# WHAT TO DO:
Review the material line by line. Identify and copy every line that contains the string "label".

[[ INPUT DATA open ]]

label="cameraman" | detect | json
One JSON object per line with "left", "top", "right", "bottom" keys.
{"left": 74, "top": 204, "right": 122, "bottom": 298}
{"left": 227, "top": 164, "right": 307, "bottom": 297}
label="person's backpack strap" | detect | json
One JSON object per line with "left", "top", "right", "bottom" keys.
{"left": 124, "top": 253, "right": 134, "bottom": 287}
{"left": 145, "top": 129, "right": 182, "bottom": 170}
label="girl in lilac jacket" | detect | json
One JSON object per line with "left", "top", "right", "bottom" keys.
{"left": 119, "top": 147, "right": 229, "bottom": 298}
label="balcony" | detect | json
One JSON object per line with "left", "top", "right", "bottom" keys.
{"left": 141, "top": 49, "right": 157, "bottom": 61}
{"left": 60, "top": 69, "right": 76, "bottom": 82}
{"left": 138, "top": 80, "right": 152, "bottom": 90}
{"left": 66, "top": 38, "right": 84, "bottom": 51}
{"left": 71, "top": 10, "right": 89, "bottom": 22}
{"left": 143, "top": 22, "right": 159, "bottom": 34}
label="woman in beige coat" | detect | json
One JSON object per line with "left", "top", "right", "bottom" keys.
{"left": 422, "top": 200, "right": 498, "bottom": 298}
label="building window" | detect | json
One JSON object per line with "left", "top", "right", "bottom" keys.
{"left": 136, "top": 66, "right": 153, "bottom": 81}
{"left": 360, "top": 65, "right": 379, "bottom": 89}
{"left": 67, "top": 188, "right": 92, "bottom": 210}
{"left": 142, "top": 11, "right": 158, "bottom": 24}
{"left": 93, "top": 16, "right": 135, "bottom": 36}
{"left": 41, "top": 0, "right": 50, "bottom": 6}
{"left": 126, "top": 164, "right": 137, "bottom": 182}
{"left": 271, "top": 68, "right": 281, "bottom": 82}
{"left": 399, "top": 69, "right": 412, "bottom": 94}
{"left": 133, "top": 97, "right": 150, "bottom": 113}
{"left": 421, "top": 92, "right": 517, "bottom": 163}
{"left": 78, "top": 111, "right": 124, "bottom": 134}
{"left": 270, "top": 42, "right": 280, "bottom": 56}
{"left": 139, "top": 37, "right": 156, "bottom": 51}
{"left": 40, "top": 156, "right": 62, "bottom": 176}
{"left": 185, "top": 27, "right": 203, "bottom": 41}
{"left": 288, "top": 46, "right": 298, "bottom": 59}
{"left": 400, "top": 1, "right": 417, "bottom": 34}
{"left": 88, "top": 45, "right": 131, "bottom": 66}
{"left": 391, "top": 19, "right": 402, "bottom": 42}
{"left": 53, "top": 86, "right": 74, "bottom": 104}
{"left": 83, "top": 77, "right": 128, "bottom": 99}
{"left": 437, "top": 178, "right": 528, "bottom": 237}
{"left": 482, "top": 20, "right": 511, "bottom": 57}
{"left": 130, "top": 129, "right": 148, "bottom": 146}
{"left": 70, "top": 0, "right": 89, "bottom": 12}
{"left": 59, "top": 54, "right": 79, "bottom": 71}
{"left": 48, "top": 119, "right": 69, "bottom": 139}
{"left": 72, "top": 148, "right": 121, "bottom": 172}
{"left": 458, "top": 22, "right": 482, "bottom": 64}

[[ INPUT DATA closed ]]

# SOLUTION TO THIS PROBLEM:
label="cameraman" | detect | json
label="person's backpack strap" | detect | json
label="girl in lilac jacket" | detect | json
label="balcony" | detect | json
label="woman in beige coat" | detect | json
label="building window" | detect | json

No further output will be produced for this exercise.